Referring expression data:
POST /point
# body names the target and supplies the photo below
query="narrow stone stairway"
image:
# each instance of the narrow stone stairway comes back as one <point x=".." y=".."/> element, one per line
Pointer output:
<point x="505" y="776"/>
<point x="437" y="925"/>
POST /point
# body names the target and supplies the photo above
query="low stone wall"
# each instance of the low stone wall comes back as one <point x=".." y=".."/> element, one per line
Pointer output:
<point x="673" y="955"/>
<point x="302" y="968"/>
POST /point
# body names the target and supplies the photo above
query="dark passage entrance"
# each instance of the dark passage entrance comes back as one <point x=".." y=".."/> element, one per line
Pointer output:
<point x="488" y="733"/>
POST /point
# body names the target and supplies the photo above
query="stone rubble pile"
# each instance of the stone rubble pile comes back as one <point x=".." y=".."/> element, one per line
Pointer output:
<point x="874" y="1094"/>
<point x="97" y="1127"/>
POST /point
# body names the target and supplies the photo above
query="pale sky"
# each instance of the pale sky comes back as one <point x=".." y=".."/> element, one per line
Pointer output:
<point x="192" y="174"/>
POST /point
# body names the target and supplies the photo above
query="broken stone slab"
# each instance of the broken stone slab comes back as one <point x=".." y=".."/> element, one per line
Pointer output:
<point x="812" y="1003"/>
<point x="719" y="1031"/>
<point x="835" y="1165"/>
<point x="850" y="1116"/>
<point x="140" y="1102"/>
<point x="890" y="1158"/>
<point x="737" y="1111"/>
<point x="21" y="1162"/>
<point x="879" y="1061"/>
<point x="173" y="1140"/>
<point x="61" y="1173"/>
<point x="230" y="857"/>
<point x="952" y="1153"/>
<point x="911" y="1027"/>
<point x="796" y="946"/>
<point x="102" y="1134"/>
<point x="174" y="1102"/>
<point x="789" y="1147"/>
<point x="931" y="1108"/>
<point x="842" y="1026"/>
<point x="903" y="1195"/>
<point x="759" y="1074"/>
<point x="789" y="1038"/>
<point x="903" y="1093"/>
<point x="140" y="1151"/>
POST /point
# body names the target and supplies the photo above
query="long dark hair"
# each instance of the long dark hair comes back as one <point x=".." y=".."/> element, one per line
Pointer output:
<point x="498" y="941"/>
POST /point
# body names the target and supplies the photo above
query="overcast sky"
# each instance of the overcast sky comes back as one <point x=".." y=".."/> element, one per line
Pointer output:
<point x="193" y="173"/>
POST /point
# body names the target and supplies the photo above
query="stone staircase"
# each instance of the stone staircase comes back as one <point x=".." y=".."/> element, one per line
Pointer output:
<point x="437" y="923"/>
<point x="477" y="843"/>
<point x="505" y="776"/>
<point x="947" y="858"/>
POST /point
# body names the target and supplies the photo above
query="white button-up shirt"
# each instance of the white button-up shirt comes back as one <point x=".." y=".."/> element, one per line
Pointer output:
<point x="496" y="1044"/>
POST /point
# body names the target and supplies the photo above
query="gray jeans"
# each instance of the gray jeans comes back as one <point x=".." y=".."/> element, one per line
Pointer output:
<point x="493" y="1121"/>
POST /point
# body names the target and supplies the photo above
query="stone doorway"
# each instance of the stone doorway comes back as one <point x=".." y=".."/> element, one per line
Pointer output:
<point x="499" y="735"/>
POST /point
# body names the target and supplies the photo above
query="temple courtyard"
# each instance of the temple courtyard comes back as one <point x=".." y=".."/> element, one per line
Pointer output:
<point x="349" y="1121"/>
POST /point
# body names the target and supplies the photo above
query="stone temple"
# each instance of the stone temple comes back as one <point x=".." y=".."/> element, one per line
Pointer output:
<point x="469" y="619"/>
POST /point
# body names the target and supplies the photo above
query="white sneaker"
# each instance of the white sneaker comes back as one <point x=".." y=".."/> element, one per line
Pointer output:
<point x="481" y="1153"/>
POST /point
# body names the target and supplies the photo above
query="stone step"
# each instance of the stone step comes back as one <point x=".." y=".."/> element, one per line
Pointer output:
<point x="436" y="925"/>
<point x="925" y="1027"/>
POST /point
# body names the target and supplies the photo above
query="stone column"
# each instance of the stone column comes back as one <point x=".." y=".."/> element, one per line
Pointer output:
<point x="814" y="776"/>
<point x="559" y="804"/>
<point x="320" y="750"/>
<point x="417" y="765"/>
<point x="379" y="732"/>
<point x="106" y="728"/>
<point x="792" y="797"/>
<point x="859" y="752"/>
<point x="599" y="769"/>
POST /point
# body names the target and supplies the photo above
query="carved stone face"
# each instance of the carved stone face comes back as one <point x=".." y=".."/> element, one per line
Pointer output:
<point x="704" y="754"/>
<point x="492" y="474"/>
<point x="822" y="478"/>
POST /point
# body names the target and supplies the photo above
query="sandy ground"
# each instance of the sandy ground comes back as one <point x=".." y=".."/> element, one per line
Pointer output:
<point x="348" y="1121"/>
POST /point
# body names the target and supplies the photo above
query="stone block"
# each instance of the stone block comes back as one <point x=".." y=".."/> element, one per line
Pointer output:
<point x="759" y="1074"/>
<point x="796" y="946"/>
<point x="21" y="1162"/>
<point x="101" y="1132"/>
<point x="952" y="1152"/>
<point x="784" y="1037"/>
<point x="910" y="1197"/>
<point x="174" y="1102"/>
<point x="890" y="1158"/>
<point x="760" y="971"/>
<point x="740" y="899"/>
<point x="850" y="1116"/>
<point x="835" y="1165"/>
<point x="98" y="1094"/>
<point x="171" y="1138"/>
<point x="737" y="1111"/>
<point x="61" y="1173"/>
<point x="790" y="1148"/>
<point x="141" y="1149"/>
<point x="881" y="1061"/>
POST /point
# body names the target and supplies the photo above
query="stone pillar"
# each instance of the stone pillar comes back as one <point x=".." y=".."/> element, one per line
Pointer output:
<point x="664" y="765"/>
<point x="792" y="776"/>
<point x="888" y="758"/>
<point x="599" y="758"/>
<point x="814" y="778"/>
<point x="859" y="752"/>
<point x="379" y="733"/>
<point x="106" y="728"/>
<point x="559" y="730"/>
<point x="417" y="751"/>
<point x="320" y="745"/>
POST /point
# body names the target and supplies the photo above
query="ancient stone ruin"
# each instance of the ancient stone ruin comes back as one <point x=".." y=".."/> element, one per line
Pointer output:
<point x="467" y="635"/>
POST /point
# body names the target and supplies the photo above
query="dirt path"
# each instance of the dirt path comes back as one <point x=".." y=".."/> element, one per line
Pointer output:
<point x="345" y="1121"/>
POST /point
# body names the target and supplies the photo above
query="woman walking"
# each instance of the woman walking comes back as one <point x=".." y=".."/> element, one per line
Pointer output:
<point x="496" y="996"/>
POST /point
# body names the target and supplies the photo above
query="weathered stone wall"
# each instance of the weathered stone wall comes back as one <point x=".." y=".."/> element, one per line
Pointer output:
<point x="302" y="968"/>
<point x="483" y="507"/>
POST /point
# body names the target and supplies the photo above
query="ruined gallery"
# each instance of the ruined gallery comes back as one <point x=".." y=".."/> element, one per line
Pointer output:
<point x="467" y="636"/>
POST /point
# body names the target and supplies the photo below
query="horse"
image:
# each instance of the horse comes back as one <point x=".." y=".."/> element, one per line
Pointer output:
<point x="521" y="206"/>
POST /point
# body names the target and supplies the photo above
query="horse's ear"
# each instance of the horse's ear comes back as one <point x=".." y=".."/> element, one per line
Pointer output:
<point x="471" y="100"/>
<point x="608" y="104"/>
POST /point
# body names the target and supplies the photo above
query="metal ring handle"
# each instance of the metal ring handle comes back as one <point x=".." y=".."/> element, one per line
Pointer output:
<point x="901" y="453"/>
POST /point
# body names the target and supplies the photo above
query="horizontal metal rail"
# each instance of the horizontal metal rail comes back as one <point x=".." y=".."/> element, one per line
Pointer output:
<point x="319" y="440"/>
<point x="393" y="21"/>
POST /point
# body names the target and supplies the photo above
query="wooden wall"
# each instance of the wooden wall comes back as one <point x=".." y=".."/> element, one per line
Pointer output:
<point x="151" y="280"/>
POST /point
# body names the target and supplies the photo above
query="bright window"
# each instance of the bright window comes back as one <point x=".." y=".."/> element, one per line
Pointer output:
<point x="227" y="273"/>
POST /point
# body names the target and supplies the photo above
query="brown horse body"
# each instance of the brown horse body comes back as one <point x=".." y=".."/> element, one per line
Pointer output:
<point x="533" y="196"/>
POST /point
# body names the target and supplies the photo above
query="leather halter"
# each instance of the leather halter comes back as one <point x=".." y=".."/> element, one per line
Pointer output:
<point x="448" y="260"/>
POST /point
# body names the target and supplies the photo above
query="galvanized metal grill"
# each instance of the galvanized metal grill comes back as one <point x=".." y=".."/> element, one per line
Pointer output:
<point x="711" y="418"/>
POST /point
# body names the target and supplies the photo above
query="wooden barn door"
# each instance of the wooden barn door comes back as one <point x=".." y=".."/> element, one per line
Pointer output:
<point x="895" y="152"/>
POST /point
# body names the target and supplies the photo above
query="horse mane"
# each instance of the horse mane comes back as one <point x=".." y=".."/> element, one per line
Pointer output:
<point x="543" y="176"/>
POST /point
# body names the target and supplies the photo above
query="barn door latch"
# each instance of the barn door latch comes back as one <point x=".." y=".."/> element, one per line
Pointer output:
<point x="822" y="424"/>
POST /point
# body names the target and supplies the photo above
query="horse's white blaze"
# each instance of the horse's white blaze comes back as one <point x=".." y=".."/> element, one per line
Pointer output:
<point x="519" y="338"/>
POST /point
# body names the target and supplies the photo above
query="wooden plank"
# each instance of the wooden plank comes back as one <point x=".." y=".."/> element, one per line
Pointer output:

Task item: Retype, exactly and in full, the lines above from the one containing "# each instance of the carved" through the one containing "# each instance of the stone pillar".

Solution for this problem:
# each instance of the carved stone face comes back as one <point x=".." y=".."/> element, one per line
Pointer output:
<point x="704" y="754"/>
<point x="492" y="474"/>
<point x="822" y="478"/>
POST /point
# body names the target and supplies the photo above
query="sandy ground"
# each instance of the sandy ground comes back as one <point x=".." y=".."/> element, one per line
Pointer output:
<point x="348" y="1121"/>
POST /point
# body names the target and supplies the photo above
query="stone block"
# each instance of the stone block comes back as one <point x=".." y=".."/> element, one per line
Pointer output:
<point x="759" y="1074"/>
<point x="796" y="946"/>
<point x="21" y="1162"/>
<point x="101" y="1132"/>
<point x="952" y="1152"/>
<point x="784" y="1037"/>
<point x="910" y="1197"/>
<point x="174" y="1102"/>
<point x="890" y="1158"/>
<point x="760" y="971"/>
<point x="740" y="899"/>
<point x="850" y="1116"/>
<point x="835" y="1165"/>
<point x="98" y="1094"/>
<point x="171" y="1138"/>
<point x="737" y="1111"/>
<point x="61" y="1173"/>
<point x="790" y="1148"/>
<point x="141" y="1149"/>
<point x="881" y="1061"/>
POST /point
# body names the target and supplies the photo above
query="stone pillar"
# each instance of the stone pillar comes back as one <point x=".." y=".."/> element, one per line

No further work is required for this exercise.